▶ TEXT SHOWN:
MdM Talks: Richard Howe on malaria

As with all MdM talks, content should be recognised as the thoughts and opinions of the person with whom I am holding a conversation. Richard Howe first approached me while I was interning at the then World Health Organization (WHO) funded Roll Back Malaria Partnership Secretariat, based in Geneva. MattersduMonde plays host to our interview, and addresses Howe’s view that action to fight malaria has represented ‘a failure of the imagination’.

Richard is the Managing Director of Application Dynamics which he founded some five decades ago. Starting out as an apprentice agricultural pilot (‘crop duster’), Richard moved up through the ranks and aircraft, finally converting nine craft into adult mosquito control spray planes. His company’s control programmes are primarily centred in Florida with existent contracts with Palm Beach County. Having already treated over 42 million hectares, Richard plans to pass on his experience, aerial application methodology and approach to a new generation of pilots who, he hopes, will explore the limits of this technology in conjunction with the application of natural insecticide compounds.

 

Richard, based on your 60 years experience working in this sector, what are the determinants or contributing factors that have most impacted global activity to combat mosquito-borne diseases?

An attempt to eliminate malaria, dengue and lymphatic filariasis, all mosquito vector borne diseases over the past 60 years in developing countries has, by all accounts, been a dismal failure. The reason is, in my opinion, due to a lack of leadership in the Non Governmental Organisation (NGO) community and from WHO.

 

How do you view the latest publication from the Roll Back Malaria Partnership – Action and Investment to Defeat Malaria, 2016-2030 with its adoption of a multi-sectoral approach?

To eliminate these diseases, the WHO recommends a defensive, not an offensive strategy. A study promoted by the WHO at the inception of the Roll Back Malaria campaign on the effectiveness of mosquito nets produced a 25% reduction in infections. Indoor residual spraying was not tested to my knowledge, however, 50% of the biting occurs outdoors, so this method is only 50% effective overall, provided indoor residual spraying is 100% effective, which I seriously doubt.

 

How would you propose amplifying these tools, or what would an offensive strategy comprise?

▶ DATASET:
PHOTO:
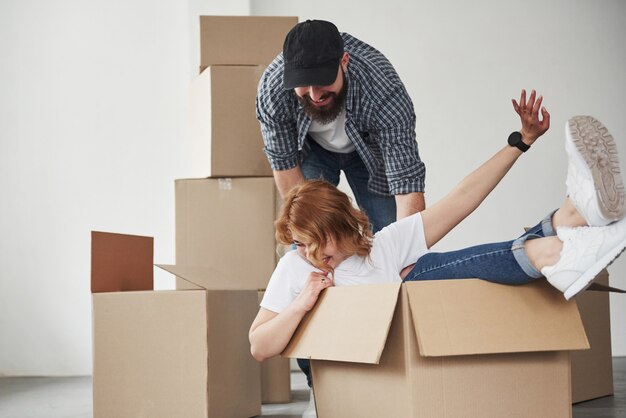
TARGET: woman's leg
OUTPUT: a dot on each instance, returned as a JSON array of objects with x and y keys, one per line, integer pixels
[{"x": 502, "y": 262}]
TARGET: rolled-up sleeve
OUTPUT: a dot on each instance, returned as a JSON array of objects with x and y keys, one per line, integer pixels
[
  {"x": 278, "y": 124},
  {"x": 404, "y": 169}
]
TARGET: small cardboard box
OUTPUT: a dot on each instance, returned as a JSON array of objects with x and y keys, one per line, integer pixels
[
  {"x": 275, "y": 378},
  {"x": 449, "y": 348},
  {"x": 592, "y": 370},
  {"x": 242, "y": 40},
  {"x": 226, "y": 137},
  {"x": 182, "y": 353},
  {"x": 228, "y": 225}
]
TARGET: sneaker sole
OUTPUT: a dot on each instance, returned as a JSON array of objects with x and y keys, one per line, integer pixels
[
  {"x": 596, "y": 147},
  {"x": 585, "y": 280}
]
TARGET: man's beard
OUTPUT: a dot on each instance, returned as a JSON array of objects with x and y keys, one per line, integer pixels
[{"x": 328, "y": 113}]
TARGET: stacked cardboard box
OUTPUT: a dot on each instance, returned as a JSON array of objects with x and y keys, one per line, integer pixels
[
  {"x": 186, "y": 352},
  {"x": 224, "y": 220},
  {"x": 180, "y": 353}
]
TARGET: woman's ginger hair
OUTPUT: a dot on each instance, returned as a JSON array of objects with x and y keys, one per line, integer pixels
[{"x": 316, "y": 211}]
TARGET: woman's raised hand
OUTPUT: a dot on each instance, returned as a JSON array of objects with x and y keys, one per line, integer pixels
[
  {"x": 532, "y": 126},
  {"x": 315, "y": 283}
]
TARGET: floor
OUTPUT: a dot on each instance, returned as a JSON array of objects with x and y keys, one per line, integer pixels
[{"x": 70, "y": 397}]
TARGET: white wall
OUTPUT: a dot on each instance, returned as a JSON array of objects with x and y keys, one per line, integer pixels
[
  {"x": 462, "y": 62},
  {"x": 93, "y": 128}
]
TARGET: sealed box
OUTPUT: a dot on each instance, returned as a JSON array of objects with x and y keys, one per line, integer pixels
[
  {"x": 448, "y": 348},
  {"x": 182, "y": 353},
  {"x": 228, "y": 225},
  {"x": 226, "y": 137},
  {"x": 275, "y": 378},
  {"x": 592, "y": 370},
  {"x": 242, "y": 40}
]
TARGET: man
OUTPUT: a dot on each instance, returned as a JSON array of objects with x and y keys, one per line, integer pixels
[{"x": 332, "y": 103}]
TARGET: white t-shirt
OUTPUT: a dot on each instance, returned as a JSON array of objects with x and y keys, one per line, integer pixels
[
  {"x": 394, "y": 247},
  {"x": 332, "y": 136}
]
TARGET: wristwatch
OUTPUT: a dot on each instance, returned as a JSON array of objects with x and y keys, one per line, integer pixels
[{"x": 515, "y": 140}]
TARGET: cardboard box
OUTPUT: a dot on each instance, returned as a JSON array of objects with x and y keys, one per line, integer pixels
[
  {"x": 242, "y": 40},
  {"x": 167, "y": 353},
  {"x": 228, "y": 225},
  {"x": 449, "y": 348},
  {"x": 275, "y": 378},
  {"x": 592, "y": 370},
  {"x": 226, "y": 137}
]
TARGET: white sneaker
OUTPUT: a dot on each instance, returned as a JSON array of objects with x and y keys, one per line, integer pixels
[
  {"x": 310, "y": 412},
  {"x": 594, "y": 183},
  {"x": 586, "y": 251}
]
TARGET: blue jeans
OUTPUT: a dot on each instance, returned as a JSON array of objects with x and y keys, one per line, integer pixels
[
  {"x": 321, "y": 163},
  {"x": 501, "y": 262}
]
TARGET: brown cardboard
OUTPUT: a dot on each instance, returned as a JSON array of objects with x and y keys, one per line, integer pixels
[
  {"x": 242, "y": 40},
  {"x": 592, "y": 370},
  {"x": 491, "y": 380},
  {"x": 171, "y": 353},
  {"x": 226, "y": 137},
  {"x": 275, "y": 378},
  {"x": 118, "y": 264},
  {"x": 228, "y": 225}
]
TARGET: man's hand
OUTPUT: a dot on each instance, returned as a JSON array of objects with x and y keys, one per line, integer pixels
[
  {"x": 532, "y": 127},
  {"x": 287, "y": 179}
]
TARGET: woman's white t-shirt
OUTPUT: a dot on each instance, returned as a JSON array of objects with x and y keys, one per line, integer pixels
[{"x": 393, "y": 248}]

▶ WHAT TO DO:
A – In the malaria interview, what company does Richard Howe serve as Managing Director?
B – Retype the malaria interview from "An attempt to" up to and including "and from WHO.".
The items have nothing to do with what you're asked to do here.

▶ WRITTEN ANSWERS:
A – Application Dynamics

B –
An attempt to eliminate malaria, dengue and lymphatic filariasis, all mosquito vector borne diseases over the past 60 years in developing countries has, by all accounts, been a dismal failure. The reason is, in my opinion, due to a lack of leadership in the Non Governmental Organisation (NGO) community and from WHO.